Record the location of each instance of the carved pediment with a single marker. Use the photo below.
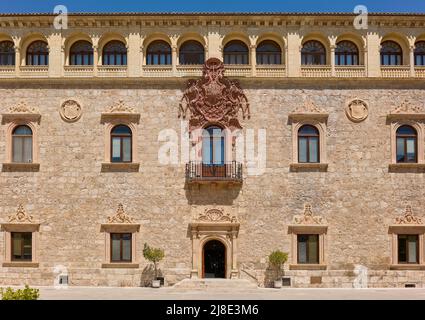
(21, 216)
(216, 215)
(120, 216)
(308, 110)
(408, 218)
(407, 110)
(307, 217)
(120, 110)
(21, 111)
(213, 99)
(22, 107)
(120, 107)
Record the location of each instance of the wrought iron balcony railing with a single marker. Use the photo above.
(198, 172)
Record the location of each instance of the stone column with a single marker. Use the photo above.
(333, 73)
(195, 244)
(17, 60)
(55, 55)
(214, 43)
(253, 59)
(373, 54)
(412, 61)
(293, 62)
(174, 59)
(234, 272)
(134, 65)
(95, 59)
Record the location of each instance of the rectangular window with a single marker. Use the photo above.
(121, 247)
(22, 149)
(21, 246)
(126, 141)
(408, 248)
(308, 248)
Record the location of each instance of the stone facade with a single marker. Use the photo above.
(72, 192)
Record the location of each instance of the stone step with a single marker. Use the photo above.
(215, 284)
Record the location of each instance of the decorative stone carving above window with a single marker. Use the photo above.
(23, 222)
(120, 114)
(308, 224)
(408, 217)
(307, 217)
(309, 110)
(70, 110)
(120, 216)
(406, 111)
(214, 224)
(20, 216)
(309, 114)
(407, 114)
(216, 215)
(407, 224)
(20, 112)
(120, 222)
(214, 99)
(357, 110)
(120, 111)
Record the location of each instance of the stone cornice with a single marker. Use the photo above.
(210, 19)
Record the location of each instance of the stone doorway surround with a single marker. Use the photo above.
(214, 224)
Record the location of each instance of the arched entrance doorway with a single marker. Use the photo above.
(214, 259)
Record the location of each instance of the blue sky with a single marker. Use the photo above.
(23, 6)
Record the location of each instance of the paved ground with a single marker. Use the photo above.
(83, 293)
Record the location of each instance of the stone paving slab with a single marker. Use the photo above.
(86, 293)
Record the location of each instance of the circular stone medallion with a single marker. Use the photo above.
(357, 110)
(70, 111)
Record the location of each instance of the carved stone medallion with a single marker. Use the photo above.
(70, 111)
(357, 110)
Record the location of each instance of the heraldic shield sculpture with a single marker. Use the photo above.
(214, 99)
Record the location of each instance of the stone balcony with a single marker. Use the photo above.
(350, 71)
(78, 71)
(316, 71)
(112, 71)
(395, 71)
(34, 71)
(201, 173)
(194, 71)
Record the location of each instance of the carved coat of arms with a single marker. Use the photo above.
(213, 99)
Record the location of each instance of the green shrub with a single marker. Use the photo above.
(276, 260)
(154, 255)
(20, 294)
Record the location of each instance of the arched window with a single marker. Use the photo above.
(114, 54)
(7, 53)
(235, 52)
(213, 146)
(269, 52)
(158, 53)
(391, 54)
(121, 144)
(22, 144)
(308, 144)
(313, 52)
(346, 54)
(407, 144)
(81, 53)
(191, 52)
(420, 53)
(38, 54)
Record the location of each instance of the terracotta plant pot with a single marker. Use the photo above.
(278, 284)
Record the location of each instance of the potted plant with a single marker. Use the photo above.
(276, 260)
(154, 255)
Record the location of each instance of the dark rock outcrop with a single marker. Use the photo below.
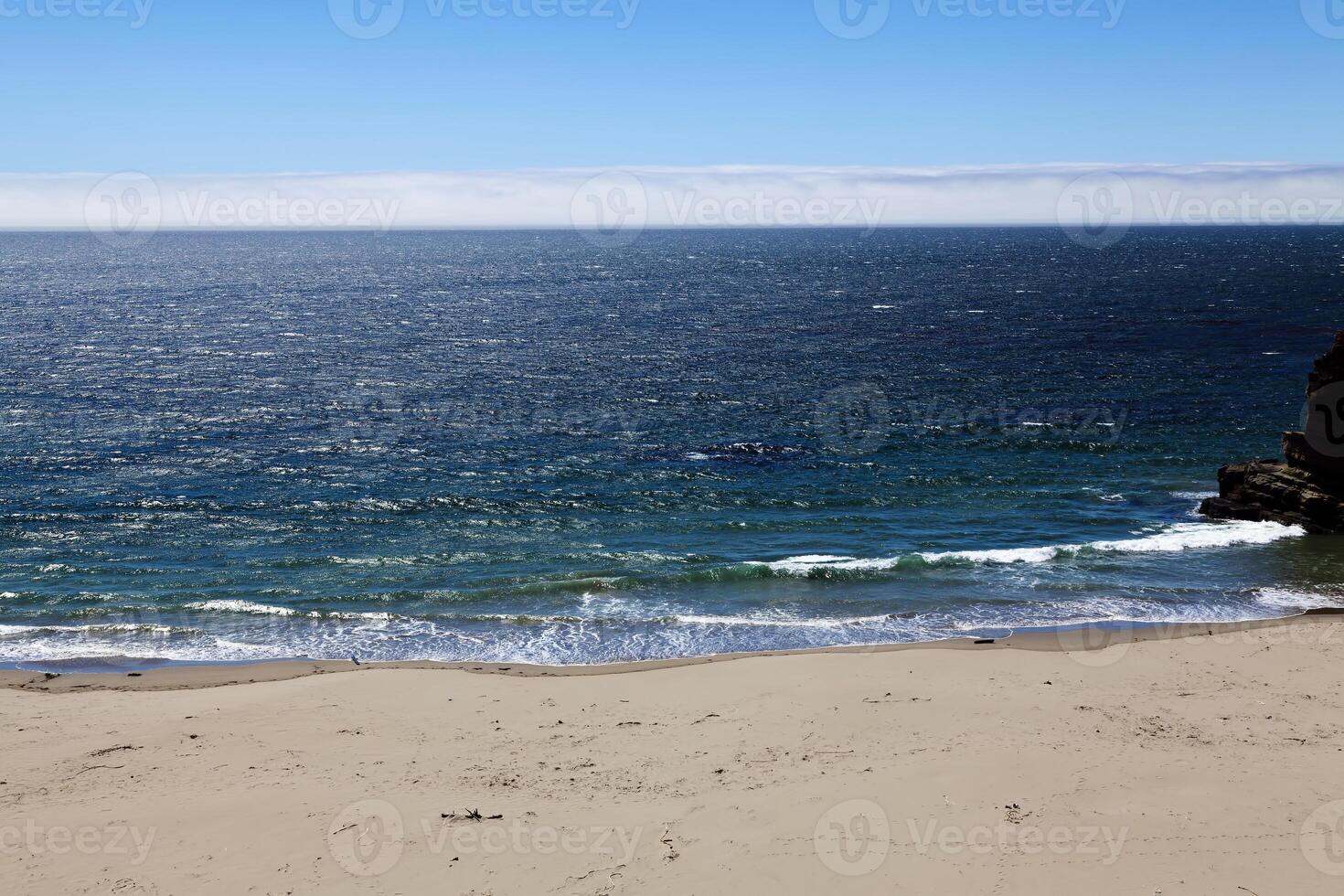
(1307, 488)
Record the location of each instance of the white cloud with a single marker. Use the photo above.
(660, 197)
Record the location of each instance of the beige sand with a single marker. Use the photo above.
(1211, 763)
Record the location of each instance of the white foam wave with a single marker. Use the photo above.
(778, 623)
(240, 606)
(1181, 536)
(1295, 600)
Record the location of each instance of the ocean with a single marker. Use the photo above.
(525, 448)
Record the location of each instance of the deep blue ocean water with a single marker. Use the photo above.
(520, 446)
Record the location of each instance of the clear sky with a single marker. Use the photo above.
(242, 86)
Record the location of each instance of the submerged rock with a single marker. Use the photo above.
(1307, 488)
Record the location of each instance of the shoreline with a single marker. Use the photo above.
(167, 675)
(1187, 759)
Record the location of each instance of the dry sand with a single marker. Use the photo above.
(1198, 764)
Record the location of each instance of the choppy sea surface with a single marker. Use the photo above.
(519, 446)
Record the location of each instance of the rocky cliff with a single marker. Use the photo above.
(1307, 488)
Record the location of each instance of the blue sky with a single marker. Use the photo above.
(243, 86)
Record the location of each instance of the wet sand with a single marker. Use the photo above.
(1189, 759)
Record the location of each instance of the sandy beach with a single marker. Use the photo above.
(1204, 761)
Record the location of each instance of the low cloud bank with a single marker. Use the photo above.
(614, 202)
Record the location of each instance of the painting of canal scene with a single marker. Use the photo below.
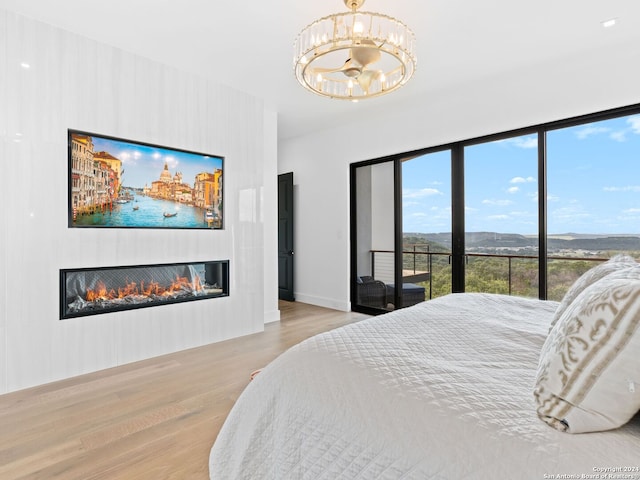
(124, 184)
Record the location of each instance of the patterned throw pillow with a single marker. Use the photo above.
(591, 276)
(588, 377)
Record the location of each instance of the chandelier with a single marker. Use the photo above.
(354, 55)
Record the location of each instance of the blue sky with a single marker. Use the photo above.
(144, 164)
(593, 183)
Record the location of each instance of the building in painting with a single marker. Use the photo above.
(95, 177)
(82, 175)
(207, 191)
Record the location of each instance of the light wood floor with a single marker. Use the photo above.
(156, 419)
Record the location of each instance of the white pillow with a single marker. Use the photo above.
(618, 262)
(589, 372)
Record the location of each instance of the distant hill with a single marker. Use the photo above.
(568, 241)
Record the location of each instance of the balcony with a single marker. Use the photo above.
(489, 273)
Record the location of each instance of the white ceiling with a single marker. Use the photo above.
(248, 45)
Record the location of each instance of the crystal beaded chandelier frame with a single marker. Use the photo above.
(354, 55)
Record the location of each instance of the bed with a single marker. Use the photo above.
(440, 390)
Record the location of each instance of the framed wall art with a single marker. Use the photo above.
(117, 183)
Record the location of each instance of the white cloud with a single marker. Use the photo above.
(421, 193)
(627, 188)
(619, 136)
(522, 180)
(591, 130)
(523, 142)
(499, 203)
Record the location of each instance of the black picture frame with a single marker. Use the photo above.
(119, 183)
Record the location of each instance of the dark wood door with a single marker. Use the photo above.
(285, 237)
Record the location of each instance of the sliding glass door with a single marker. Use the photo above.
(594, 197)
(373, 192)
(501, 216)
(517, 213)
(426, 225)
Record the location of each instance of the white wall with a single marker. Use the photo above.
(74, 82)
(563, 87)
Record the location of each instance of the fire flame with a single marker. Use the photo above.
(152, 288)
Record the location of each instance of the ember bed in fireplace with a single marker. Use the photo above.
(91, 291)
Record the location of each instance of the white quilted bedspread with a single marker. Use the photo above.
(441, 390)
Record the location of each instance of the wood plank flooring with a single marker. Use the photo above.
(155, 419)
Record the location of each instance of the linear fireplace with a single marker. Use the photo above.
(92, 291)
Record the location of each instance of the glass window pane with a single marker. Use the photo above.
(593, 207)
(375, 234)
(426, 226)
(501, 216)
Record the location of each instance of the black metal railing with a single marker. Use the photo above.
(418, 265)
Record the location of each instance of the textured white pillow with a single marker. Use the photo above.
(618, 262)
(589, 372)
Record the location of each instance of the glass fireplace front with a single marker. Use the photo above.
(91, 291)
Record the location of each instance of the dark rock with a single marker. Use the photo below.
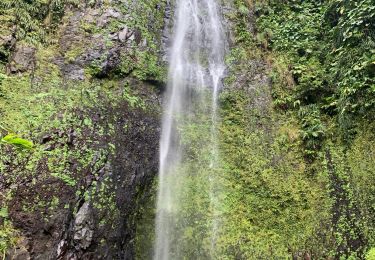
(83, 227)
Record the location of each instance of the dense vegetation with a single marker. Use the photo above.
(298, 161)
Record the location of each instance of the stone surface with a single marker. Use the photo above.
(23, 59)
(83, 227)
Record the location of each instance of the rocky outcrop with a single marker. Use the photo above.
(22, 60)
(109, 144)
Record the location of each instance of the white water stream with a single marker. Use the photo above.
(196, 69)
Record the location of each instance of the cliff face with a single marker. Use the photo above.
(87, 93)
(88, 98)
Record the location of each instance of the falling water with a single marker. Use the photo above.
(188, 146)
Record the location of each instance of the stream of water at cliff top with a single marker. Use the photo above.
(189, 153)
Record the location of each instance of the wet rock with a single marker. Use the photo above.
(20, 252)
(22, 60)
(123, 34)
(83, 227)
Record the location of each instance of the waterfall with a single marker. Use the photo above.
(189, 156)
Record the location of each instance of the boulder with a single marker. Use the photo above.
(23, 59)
◇ ◇ ◇ ◇
EXERCISE INSTRUCTIONS:
Everything from the line containing "Record the location of each instance of the stream" through the last line above should be copied exactly, please, with nothing added.

REPLY TO THE TASK:
Record the location of each instance of the stream of water at cliff top with a single marker. Use the photo above.
(189, 153)
Record the location of each instance of the wet rock with a single marker. Use the photo above.
(20, 252)
(22, 60)
(123, 34)
(83, 227)
Record the location of each instance of the waterfall with a single marker. Use the photo above.
(189, 156)
Record the location of each instance of the boulder with a single marker. Use the photo above.
(23, 59)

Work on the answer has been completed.